## Exercise instructions
a) In the PostgreSQL replication thread below, since which version has the existing replication approach worked?
b) Does each statement agree with the PostgreSQL replication thread below? Answer yes or no, and quote the words from the thread that decide it.
(i) The logical log streaming replication works on a single database rather than the whole installation.
(ii) Moving data with the existing replication requires extended downtime.
(iii) In MySQL, bi-directional replication is called multi-master replication.
c) Write the next part of the PostgreSQL replication thread below, picking up after its final sentence.

## Excerpted text
****************************************
I didn't know live data migration from one database version to another had a name, but I have been waiting for it for years. (Since 7.3, in fact.) And if I'm interpreting this right, that feature could also allow for a fairly straightforward way to move data from a running instance to a new one.

Perhaps not yet in the first release, but eventually that too could work.

twic · on Feb 15, 2014

> that feature could also allow for a fairly straightforward way to move data from a running instance to a new one

That's already relatively straightforward with PostgreSQL's existing replication. This has worked since 9.1:

http://www.rassoc.com/gregr/weblog/2013/02/16/zero-to-postgr...

It involves bouncing the master, but it doesn't involve extended downtime. Or is that not what you meant?

However, the 'logical log streaming replication' that is being implemented looks even better. A small but useful thing is that it works at database granularity, rather than having to replicate the whole installation. The huge thing is that because it works with logical rather than physical representations of changes, it allows replication into a database which is also being updated locally - slaves can be read/write rather than read-only. That itself is not immediately exciting, but the logical consequence of this is that two databases can both accept changes and replicate to each other - 'bi-directional replication', or what in MySQL is called 'multi-master replication'. The holy grail of database clustering!

bostik · on Feb 16, 2014

> The holy grail of database clustering!

Thank you for pointing this out, I would have missed it.In fact, thank you everyone who has answered with helpful technical details.
****************************************
## Provided data
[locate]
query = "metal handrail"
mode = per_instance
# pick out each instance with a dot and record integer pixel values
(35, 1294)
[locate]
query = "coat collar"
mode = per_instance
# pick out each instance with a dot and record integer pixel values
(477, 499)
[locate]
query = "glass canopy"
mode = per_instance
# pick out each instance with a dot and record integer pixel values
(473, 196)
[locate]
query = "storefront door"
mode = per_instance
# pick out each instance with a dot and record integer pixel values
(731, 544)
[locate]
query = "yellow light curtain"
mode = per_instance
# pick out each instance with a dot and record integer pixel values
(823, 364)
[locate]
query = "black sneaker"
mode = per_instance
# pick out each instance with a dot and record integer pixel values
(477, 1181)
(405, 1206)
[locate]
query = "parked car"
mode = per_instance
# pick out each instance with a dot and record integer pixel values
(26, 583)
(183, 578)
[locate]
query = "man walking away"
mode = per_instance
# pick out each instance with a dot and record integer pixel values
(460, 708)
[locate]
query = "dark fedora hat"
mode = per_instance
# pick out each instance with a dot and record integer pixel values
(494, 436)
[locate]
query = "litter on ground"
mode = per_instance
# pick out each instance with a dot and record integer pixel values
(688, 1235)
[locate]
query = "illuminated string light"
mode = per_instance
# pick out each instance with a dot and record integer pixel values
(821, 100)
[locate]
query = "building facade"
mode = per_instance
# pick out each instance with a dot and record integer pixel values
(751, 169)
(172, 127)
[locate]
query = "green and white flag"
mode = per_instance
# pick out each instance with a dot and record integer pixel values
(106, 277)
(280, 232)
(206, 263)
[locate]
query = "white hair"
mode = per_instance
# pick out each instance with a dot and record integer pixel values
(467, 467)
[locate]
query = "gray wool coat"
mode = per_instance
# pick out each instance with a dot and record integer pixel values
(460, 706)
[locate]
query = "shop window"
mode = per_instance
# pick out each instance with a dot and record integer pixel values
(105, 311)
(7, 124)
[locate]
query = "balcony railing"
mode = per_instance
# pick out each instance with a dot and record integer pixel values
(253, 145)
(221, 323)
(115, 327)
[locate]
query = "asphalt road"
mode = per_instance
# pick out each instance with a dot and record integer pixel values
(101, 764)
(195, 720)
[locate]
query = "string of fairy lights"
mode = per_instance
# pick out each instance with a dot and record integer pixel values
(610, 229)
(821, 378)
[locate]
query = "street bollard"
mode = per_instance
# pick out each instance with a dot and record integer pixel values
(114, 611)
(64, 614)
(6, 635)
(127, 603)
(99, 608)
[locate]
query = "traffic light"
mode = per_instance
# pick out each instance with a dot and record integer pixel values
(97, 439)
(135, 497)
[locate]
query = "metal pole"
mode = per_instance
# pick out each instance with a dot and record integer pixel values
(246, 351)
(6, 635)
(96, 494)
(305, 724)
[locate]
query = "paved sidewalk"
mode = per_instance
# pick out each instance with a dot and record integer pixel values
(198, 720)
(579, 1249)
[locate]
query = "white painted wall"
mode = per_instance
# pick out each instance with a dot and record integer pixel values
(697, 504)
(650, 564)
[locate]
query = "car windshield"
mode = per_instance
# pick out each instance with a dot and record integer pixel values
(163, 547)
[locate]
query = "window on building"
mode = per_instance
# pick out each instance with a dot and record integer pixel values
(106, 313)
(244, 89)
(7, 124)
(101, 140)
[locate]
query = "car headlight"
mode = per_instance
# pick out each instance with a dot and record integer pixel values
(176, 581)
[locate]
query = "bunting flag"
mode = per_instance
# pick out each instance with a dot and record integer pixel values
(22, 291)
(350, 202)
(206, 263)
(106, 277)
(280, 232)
****************************************
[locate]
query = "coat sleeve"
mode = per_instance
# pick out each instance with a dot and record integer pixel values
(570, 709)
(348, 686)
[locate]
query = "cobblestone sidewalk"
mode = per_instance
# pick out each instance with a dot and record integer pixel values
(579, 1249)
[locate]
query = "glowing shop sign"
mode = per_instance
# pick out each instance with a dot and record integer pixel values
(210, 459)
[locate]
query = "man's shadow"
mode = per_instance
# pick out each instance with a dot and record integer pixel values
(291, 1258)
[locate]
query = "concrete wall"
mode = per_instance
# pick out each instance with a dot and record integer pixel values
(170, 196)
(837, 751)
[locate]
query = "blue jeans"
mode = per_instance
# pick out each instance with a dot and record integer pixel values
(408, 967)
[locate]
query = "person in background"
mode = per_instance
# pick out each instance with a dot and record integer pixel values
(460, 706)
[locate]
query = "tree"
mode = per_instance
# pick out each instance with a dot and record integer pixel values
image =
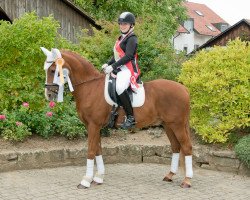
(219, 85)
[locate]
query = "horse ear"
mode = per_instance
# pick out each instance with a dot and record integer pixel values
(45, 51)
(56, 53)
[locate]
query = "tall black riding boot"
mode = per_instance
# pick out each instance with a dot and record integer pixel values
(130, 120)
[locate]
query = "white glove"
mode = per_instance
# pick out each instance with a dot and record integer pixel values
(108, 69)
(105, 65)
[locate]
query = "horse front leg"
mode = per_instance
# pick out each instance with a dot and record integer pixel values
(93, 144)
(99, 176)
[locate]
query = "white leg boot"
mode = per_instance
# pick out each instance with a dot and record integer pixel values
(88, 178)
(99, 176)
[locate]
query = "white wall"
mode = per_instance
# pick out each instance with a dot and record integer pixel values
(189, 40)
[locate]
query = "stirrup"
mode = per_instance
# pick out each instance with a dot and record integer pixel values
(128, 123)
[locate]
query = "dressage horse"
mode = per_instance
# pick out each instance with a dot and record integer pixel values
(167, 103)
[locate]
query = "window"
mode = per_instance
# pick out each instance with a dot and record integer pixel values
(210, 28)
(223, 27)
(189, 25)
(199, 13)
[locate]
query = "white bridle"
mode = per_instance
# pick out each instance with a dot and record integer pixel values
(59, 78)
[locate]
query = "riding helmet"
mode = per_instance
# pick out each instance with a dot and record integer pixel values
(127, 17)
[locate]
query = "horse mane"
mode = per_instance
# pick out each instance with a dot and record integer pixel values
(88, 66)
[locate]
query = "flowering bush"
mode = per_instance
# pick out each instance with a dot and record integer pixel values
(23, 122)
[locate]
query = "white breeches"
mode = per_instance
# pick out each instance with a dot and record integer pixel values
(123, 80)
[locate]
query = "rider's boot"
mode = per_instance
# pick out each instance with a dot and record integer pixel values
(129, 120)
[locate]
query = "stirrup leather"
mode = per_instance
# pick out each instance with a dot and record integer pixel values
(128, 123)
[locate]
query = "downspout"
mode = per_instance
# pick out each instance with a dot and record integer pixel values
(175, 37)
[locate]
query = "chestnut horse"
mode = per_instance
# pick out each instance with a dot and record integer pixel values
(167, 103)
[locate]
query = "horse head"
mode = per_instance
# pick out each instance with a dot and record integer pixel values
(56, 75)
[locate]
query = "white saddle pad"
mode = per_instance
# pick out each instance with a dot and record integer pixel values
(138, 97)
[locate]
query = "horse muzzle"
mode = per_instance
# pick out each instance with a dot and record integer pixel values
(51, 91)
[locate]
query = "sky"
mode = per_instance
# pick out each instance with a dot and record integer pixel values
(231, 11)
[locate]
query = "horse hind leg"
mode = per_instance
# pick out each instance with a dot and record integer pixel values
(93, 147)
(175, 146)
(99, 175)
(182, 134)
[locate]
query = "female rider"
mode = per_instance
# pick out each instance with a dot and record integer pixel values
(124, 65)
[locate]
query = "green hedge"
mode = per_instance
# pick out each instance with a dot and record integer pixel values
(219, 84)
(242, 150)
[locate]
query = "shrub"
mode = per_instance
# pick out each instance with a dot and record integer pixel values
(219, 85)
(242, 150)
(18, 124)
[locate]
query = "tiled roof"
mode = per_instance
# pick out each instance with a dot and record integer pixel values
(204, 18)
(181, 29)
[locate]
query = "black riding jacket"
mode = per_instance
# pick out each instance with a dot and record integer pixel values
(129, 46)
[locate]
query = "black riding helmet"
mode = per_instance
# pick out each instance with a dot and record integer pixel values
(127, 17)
****************************************
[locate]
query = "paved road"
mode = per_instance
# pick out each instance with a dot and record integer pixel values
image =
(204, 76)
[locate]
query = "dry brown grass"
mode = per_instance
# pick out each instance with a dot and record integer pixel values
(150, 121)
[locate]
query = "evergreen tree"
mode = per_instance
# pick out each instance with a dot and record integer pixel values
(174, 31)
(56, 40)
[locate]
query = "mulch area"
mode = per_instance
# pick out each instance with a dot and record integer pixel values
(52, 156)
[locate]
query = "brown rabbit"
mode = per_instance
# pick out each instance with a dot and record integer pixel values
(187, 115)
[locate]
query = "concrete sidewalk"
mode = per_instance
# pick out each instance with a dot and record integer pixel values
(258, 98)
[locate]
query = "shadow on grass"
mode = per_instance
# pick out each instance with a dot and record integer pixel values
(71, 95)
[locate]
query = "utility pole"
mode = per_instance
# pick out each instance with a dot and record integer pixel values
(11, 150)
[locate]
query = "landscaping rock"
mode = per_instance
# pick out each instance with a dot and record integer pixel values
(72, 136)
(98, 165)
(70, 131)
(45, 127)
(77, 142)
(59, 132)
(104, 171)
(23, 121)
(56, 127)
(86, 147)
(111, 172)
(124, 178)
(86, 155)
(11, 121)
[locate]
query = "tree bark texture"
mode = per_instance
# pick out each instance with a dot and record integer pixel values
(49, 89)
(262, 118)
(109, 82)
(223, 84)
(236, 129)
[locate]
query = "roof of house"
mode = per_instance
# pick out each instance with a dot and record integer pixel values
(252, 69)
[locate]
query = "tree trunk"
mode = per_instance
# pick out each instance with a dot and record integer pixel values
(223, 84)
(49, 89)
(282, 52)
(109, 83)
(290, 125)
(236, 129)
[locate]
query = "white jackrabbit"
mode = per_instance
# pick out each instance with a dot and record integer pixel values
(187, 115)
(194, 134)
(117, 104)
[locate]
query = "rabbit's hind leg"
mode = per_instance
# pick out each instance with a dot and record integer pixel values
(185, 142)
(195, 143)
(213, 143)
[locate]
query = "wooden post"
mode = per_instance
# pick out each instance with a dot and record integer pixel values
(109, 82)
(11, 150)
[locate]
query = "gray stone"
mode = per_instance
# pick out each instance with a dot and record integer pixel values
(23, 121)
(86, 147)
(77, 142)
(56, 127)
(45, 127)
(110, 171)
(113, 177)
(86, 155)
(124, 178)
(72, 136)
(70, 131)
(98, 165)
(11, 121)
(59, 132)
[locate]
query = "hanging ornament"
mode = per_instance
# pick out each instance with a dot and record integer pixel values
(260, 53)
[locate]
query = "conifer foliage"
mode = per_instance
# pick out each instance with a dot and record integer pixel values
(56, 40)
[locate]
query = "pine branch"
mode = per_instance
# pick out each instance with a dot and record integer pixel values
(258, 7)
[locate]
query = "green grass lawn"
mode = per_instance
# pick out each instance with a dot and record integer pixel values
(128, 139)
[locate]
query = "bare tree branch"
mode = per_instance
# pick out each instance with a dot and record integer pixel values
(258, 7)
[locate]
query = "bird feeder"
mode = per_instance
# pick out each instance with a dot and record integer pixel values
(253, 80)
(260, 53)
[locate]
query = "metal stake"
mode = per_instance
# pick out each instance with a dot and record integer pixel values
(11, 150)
****************************************
## Answers by task
a) Since 9.1.

b)
(i) Yes: "it works at database granularity, rather than having to replicate the whole installation"
(ii) No: "it doesn't involve extended downtime"
(iii) Yes: "or what in MySQL is called 'multi-master replication'"

c)
I have a couple of use-cases in mind where logical streaming replication could solve a number of problems. A personal project would benefit from a database-level setup due to easier data migration, a professional one would benefit from bi-directionality and logically straightforward clustering. (I also have some future designs in mind where replicating only subsets of a database would be VERY useful.)

Owing thanks to the replies, I now have some extra reading to do. :)

einhverfr · on Feb 16, 2014

Well, let's be clear about what's being worked on. The logical replication framework as I understand it is a framework for logical replication frameworks, not for the end user/administrator. I.e. it is there to allow some centralized logic between implementations like Bucardo and Slony, rather than be usable directly.

Logical replication, if you need it, is not some far-off feature from a sysadmin's perspective but something where there are currently at least three major implementations of it to date, namely Slony, Bucardo, and Londiste. Take your pick, set it up, and use it. These three have very different focuses and design decisions associated with them and so what's good for one environment may not be good for another.

So instead of continuing to wait for it, get out and try these solutions.

Just to note, the two main uses of logical replication (as opposed to physical replication which is what the streaming replication offers) is:

1. Live migrations between versions.

2. Replicating only a subset of a database (for example, into a system in a DMZ).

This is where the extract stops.